- [Work instructions]
Give again, word for word, only the lines from the one containing "Where can the white tablecloth" through the final line.

- [Records supplied]
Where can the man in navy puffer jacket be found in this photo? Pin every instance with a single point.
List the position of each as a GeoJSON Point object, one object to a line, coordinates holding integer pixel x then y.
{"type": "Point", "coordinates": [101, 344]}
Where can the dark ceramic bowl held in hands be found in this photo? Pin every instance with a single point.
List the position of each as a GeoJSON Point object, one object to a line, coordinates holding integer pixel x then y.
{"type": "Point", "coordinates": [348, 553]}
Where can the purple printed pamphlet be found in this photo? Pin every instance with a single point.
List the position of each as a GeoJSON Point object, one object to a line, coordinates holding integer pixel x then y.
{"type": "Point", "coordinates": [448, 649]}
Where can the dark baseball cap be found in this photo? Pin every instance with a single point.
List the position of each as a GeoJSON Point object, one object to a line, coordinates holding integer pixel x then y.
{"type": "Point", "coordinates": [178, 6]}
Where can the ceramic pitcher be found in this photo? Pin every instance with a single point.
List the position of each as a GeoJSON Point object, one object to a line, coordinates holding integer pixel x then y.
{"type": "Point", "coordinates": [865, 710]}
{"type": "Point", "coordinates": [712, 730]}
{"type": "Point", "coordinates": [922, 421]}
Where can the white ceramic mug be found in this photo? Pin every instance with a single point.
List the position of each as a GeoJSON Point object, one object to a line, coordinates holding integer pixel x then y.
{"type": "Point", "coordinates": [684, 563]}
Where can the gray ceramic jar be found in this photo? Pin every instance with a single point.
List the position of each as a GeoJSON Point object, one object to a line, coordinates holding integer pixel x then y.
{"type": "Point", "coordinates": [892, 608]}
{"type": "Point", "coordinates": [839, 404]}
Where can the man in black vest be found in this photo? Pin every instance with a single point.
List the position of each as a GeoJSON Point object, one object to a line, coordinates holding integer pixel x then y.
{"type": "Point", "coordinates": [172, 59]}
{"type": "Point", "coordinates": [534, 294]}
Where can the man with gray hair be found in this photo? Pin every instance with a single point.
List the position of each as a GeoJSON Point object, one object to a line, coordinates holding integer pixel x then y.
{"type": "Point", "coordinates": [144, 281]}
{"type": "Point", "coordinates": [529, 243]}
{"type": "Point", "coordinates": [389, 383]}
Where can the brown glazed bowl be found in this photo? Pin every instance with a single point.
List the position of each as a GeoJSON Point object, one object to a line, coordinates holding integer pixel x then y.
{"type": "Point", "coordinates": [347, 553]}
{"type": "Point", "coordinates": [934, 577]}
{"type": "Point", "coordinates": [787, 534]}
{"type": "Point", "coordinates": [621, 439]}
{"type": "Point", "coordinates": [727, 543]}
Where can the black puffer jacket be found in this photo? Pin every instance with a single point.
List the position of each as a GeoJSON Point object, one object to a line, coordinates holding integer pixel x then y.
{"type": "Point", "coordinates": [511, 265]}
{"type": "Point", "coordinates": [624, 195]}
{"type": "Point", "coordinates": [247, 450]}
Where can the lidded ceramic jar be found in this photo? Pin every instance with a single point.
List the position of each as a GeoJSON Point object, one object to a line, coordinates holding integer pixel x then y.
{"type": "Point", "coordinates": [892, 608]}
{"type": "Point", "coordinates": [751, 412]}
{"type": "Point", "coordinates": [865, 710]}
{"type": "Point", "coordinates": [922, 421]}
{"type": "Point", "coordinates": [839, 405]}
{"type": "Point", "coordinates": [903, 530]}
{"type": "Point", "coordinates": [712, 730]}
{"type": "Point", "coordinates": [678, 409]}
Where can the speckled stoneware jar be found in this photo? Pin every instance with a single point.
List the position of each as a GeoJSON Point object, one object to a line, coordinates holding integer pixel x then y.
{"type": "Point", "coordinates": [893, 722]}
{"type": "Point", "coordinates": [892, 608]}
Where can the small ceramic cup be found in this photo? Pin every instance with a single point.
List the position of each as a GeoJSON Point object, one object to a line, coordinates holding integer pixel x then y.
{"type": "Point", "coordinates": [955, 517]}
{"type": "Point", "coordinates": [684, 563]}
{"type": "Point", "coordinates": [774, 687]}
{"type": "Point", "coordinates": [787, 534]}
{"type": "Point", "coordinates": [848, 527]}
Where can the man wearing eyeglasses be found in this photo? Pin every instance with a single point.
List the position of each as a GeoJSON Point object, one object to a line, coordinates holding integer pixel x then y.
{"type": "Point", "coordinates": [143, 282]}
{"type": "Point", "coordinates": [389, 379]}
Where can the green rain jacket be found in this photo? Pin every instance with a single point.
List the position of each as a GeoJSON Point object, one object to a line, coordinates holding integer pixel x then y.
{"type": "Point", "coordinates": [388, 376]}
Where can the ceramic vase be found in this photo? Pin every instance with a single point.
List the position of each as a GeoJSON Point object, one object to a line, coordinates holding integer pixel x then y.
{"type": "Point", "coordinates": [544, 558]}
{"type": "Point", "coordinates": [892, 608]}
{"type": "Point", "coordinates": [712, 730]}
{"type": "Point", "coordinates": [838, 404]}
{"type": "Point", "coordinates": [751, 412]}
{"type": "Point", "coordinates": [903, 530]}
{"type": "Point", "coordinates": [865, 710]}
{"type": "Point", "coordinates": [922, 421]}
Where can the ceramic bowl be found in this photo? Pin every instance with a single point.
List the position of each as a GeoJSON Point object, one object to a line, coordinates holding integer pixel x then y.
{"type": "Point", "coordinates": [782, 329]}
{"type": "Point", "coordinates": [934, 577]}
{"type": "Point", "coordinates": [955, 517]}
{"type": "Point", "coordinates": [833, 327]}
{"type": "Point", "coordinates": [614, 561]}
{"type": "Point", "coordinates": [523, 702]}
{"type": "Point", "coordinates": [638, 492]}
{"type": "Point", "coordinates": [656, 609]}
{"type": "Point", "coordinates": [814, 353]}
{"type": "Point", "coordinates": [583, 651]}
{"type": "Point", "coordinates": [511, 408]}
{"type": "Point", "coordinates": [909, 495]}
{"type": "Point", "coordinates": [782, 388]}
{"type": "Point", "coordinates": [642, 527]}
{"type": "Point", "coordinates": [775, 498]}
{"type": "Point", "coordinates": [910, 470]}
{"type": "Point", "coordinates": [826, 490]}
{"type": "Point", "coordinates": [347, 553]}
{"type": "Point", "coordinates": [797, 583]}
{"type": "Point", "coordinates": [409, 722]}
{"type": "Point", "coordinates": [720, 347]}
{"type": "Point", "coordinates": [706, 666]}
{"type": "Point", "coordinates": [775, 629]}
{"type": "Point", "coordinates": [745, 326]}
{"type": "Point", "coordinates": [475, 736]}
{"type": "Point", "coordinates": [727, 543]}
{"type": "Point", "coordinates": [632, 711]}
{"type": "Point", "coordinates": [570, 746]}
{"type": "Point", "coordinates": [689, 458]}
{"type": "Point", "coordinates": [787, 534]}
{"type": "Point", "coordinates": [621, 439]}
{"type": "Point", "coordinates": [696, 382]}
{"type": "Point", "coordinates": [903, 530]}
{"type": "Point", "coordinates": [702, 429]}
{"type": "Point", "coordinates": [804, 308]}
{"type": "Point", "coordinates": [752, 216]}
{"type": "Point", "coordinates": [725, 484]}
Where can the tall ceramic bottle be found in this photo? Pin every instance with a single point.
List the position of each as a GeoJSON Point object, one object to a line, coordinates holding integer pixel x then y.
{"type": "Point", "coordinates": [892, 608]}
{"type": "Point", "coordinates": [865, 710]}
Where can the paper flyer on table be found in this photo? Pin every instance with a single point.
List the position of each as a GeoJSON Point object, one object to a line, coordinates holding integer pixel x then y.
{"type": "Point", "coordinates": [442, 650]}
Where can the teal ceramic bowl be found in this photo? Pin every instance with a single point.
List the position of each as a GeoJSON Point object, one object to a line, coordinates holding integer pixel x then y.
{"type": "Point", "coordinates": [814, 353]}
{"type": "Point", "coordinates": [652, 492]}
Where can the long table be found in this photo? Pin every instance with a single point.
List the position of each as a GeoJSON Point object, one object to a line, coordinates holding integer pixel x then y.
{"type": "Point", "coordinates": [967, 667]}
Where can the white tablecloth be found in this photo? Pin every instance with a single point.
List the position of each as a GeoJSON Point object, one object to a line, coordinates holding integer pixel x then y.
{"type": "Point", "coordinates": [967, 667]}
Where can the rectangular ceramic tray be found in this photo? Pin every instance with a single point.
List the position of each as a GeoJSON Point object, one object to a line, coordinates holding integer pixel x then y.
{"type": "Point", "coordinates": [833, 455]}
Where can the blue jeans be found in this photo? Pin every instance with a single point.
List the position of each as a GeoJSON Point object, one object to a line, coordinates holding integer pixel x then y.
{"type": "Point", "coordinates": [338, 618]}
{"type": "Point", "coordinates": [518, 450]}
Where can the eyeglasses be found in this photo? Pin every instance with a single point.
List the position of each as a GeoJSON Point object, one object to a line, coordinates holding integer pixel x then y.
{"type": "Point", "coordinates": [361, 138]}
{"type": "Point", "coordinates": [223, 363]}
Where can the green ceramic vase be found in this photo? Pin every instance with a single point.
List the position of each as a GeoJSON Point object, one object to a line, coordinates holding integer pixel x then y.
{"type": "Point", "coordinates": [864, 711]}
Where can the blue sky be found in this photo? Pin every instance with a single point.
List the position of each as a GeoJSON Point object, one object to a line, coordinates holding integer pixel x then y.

- [Result of this task]
Where can the white tablecloth be found in this photo? Pin every instance with a single point.
List the position of each as a GeoJSON Point object, one object to a line, coordinates holding integer pixel x then y.
{"type": "Point", "coordinates": [967, 667]}
Where can the rectangular ceramic tray be found in this photo? Pin every instance with a single point.
List the position of each as a GeoJSON Point object, one object to a line, coordinates holding integer pixel x then y.
{"type": "Point", "coordinates": [833, 455]}
Where can the blue jeans be found in this photo? Pin every instance with a single point.
List the position of each as a GeoJSON Point object, one object to a line, coordinates holding integer pixel x then y.
{"type": "Point", "coordinates": [338, 618]}
{"type": "Point", "coordinates": [518, 450]}
Where can the eyeglasses be found in this photo? Pin every instance with a single point.
List the position of each as a GeoJSON Point object, one object to a line, coordinates holding integer pixel x then y.
{"type": "Point", "coordinates": [361, 138]}
{"type": "Point", "coordinates": [223, 363]}
Where can the green ceramic vase be found in this photo? Pin every instance with a single point.
List the position of each as a GeoJSON Point object, one object to a line, coordinates holding integer pixel x then y.
{"type": "Point", "coordinates": [864, 711]}
Where can the blue sky be found in this photo? Pin every instance with a single point.
List the position of each as a GeoJSON Point object, one object to a line, coordinates holding integer pixel x then y.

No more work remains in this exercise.